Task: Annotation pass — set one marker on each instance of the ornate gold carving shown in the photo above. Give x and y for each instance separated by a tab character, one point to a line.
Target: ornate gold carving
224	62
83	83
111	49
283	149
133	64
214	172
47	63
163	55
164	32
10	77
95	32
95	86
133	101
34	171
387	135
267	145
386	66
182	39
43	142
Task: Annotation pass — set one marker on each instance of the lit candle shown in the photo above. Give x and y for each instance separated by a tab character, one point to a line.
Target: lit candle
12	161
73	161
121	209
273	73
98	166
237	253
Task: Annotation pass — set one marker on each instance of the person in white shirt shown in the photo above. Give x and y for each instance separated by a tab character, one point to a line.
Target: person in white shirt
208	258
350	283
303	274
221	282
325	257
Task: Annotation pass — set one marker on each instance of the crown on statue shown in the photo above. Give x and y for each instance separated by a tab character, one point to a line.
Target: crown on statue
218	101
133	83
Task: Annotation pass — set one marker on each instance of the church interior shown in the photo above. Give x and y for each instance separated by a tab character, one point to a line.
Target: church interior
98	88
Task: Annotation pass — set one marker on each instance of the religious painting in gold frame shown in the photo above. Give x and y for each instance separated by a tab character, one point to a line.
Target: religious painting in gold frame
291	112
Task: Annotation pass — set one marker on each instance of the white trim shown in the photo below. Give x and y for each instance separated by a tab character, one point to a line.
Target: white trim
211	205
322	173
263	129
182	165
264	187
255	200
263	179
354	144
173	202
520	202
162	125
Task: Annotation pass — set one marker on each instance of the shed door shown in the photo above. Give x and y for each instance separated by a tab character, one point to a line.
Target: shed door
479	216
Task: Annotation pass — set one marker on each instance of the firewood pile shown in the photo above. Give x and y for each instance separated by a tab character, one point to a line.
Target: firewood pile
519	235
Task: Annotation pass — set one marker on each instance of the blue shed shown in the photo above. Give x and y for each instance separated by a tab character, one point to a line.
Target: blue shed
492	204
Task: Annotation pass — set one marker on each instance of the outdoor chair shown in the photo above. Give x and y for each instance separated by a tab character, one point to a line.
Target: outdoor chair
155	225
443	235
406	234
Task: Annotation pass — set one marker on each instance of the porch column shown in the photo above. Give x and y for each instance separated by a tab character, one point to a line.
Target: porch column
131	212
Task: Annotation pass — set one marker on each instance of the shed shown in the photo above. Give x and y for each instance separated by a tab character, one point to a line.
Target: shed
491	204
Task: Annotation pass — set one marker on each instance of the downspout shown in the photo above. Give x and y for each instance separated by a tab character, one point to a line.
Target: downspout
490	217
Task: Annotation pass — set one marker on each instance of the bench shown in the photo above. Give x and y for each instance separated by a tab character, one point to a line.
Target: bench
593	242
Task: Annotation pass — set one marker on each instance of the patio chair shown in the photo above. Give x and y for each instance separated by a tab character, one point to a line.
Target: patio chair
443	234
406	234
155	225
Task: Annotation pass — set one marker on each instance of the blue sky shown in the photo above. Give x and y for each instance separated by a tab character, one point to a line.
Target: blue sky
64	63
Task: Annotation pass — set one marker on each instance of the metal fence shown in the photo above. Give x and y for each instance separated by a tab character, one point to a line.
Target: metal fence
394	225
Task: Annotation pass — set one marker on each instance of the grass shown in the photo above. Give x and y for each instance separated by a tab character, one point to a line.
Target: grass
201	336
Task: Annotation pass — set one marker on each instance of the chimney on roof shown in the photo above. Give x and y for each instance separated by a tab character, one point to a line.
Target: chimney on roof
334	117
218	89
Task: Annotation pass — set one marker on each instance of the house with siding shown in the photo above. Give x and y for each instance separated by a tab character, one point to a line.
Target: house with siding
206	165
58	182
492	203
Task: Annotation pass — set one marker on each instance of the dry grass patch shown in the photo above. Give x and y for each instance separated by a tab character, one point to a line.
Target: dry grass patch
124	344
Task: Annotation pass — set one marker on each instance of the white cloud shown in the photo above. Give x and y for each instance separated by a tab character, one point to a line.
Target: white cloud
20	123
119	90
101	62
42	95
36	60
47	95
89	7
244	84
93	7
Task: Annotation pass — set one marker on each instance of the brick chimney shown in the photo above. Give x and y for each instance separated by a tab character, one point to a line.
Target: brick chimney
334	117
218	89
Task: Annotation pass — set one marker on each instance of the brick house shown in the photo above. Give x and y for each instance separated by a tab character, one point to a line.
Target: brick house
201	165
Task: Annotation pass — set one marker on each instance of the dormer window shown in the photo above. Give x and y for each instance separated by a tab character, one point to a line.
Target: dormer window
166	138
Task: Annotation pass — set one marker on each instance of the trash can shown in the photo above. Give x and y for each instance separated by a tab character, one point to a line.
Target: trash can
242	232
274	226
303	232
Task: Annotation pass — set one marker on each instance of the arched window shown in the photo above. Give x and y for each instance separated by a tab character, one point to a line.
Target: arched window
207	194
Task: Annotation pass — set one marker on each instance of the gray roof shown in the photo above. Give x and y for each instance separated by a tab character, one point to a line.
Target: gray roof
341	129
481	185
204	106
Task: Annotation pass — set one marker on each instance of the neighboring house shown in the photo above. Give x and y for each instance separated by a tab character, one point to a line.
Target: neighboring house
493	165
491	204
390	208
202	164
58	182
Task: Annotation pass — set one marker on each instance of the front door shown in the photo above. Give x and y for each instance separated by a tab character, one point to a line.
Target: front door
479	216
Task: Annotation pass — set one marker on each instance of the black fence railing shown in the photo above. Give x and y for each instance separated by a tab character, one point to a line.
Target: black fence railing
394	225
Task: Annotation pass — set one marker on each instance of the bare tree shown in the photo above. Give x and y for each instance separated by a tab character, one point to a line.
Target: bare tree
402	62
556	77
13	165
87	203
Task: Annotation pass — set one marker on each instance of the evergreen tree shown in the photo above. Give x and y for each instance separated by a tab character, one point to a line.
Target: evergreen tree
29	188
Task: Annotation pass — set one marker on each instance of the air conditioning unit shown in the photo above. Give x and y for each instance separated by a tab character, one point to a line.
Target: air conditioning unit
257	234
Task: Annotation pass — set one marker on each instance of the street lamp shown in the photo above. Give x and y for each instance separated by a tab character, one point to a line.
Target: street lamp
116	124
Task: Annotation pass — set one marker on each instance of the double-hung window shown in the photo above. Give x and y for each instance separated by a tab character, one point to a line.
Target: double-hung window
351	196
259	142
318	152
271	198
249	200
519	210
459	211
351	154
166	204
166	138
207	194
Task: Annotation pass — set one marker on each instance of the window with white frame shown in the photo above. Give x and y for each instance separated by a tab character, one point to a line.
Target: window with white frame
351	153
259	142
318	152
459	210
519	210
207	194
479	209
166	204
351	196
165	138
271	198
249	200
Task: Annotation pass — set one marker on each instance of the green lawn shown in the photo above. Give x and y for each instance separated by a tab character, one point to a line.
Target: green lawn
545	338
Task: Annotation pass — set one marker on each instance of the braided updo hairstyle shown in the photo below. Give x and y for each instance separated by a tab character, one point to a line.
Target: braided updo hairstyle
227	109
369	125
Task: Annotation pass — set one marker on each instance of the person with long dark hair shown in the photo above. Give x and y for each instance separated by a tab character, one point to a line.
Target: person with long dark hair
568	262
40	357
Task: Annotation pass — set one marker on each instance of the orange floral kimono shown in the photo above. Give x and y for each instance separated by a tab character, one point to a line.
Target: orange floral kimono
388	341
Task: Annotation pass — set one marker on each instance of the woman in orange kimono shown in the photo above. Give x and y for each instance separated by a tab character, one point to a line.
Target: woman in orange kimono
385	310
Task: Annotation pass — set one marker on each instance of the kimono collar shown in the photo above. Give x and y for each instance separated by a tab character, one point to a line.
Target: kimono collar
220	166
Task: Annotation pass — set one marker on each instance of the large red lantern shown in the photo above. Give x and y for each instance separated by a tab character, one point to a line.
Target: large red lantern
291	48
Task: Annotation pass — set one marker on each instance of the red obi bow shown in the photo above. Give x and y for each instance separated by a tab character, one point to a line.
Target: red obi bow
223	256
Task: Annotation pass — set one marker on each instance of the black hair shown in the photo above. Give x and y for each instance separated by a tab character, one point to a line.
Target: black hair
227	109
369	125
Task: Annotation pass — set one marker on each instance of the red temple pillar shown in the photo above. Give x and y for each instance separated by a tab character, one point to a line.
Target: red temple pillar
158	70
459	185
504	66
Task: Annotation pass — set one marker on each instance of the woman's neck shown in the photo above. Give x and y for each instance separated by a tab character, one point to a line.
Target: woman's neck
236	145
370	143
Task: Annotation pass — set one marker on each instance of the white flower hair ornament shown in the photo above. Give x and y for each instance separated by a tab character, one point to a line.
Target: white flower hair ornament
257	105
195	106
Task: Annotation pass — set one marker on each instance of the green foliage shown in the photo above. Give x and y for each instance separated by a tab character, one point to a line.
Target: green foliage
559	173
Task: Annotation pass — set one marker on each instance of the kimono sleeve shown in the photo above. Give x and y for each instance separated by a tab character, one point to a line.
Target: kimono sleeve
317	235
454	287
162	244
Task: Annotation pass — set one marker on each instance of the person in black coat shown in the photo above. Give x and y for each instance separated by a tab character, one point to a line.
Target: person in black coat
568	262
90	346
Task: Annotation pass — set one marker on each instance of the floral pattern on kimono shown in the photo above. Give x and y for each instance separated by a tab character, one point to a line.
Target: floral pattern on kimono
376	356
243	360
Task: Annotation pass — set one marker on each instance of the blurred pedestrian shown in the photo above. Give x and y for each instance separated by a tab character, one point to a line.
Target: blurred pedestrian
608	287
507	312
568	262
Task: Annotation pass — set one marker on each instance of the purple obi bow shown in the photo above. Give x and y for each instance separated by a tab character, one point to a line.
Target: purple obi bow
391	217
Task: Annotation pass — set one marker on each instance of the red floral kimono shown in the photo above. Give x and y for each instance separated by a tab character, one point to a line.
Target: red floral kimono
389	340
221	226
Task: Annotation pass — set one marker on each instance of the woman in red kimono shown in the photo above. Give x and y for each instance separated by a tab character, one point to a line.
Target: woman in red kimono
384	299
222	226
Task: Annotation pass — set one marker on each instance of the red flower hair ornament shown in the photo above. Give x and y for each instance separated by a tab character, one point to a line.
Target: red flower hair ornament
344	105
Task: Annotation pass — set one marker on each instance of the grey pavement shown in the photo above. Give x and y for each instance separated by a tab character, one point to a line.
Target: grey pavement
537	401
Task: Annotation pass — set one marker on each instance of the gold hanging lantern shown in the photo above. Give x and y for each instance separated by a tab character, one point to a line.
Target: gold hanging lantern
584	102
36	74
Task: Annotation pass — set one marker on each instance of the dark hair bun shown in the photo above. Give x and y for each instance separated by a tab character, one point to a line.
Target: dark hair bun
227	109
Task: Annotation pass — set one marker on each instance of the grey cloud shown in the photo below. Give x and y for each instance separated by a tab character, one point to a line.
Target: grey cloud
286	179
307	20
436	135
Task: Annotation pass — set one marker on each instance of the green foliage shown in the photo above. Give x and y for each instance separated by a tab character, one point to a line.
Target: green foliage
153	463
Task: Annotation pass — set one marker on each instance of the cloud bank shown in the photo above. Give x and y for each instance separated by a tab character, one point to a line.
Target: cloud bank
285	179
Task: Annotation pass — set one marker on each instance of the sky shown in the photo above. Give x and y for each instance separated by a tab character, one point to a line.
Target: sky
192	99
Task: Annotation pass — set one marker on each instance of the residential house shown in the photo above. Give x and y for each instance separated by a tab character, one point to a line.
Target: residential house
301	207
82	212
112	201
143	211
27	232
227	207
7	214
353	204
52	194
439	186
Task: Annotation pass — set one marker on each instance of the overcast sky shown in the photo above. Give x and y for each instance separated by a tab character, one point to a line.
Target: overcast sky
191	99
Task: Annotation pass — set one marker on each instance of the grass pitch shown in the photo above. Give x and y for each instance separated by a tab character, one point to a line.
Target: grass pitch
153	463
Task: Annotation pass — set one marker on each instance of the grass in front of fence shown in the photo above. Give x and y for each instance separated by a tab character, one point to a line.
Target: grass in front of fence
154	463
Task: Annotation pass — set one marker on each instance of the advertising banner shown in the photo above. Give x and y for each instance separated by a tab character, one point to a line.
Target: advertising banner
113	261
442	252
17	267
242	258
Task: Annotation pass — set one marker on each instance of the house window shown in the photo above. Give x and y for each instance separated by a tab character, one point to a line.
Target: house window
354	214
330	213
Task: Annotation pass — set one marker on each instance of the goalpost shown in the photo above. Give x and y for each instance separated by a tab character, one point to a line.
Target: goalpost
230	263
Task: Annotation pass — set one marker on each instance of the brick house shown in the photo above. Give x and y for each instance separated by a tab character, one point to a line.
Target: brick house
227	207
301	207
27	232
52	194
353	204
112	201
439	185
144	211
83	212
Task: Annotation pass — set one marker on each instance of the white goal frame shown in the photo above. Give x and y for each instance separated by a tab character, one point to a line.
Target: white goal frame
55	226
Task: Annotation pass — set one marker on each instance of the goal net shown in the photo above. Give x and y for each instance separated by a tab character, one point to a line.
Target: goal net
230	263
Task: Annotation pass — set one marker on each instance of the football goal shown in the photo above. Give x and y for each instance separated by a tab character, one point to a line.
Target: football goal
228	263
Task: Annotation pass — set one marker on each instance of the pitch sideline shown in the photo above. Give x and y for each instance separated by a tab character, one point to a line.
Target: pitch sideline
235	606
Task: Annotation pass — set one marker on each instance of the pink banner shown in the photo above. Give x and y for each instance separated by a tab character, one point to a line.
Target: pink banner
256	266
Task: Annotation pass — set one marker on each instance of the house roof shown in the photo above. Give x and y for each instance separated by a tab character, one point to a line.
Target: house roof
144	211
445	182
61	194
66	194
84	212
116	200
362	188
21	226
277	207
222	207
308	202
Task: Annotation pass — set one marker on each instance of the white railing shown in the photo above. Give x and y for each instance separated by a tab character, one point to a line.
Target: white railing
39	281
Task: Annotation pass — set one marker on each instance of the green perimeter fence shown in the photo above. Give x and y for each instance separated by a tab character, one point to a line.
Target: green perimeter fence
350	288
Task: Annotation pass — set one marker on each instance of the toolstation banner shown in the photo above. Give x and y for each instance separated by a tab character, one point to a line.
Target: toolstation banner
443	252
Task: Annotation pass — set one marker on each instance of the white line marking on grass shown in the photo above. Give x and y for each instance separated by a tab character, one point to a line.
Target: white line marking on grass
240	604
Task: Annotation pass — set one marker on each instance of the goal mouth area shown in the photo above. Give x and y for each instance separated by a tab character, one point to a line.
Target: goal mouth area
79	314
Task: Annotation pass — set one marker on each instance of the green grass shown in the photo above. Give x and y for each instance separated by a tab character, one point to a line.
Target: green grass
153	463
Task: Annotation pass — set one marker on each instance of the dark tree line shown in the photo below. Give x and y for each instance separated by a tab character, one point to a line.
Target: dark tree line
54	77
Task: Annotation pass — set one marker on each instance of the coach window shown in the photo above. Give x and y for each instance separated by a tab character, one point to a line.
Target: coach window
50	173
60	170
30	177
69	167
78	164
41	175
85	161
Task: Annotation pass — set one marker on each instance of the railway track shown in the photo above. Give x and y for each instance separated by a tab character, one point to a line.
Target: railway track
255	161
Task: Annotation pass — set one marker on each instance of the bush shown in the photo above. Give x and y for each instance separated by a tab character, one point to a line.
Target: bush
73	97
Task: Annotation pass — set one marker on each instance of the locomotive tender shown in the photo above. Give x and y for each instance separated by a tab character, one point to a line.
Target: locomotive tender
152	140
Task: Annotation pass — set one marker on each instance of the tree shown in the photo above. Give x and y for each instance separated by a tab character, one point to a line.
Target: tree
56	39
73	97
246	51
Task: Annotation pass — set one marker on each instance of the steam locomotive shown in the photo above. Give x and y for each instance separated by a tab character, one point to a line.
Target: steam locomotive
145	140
···
• ABOUT THIS TASK:
Look through the listing, and copy each line in which the string "below" turns up.

• THE COMPLETED TASK:
Task: Annotation pass — set one marker on each instance of the white trim shown in the photo below. Give x and y for each instance separated by a tab character, one point to a line.
Task: Annotation pass — set one marker on each instance of the braided updo hairstyle shown in the photo below. Give x and y for each instance separated by a tab character, one point to a line.
Task: Annotation pass — set one marker on each instance of the grey cloud shown in the photo below. Give x and y for each instance separated by a tab character, one point to a line.
Task: Annotation pass — set one marker on each instance of the dark tree line shown in the photo below. Give x and y for each instance separated by a tab character, one point to a line.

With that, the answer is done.